▶ **PROBLEM A**: In the passage describing the painting of Chairman Mao, what items of clothing or objects is he shown wearing or carrying?
▶ **PROBLEM B**:
Answer these questions from the passage describing the painting of Chairman Mao:
(i) Under which arm is the umbrella held?
(ii) What does Chairman Mao stand out like in the painting?
(iii) What two things does the passage call the painting?

▶ **SUPPLIED PASSAGE**:
The painting depicts Chairman Mao's noble figure in his youth. There comes Chairman Mao clad in an old blue gown and shod in cloth shoes, an umbrella under his right arm and his left fist clenched, gazing ahead with revolutionary resolution and firm determination. It reflects Chairman Mao's indomitable revolutionary will, his fortitude and heroism. Chairman Mao's nobility as portrayed in the painting inspires us with his dauntless spirit of daring to struggle and to win and of fearing no hardship in working for the emancipation of mankind and the victory of the proletarian revolution. It shows us Chairman Mao's revolutionary working style of hard work and plain living - and of keeping in close contact with the masses. Chairman Mao stands out in the painting like a pillar supporting the sky, making us feel that in following Chairman Mao, the revolution is bound to be victorious and the world will be red. It is a precious record of an historical event and a revolutionary textbook. It inspires us and makes us feel full of enthusiasm.

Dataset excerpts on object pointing
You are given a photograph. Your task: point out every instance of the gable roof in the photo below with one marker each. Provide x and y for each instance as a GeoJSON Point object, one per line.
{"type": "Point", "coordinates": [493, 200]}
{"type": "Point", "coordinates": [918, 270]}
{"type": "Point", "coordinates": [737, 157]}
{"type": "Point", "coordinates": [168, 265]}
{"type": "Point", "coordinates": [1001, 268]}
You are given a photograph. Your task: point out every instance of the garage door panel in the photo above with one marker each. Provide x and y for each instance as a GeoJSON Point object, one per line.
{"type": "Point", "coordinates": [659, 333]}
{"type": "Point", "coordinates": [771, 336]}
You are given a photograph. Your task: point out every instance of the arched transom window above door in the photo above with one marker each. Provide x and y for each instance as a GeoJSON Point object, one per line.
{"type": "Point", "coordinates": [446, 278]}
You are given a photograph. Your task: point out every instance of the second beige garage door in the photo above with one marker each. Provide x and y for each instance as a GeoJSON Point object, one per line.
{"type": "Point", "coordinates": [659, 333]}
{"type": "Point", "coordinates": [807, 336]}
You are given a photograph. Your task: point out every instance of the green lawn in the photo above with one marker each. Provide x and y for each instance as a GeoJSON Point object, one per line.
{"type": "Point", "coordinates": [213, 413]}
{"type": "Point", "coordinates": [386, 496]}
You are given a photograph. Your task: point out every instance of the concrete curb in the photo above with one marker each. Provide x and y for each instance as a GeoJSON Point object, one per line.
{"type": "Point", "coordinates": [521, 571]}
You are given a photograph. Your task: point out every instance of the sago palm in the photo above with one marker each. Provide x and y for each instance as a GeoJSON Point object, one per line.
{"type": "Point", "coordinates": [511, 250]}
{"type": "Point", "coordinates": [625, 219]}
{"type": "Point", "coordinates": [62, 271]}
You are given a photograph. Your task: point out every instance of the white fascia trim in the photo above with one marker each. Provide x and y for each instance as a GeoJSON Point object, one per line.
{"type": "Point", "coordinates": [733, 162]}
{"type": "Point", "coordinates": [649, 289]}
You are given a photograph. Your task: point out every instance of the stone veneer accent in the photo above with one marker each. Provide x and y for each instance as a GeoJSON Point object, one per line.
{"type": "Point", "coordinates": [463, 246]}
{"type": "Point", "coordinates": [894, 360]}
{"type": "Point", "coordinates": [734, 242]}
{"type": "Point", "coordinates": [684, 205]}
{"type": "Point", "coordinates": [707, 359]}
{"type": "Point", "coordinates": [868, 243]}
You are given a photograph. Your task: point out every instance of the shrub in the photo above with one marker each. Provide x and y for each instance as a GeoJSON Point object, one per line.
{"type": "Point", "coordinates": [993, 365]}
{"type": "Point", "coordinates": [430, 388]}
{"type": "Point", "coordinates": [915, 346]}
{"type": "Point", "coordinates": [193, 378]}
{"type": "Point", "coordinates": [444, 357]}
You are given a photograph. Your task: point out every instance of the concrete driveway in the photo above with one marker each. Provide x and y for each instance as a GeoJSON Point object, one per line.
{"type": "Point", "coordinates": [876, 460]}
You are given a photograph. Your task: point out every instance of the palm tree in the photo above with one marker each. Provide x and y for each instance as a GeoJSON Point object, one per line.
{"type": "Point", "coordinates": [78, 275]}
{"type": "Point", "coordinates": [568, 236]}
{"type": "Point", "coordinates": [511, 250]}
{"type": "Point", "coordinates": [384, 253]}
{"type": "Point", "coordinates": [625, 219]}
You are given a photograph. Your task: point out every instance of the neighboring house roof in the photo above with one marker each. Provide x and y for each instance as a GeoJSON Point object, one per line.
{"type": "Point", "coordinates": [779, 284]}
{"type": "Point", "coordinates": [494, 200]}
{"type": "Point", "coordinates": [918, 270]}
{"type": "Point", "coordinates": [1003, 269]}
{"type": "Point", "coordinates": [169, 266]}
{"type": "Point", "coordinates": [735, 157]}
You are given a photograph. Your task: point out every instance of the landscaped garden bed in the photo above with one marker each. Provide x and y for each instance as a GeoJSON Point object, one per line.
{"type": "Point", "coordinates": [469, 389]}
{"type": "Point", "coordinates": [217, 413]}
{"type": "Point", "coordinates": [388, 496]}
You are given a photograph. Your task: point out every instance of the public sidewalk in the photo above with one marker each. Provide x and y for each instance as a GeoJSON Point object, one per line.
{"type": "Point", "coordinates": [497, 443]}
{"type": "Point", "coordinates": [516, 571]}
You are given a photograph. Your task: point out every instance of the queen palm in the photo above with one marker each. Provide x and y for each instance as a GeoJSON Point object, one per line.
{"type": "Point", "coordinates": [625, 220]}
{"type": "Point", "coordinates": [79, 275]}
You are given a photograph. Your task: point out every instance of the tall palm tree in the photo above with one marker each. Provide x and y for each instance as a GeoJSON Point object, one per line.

▶ **FINISHED ANSWER A**: An old blue gown, cloth shoes, and an umbrella.

▶ **FINISHED ANSWER B**:
(i) His right arm.
(ii) A pillar supporting the sky.
(iii) A precious record of an historical event and a revolutionary textbook.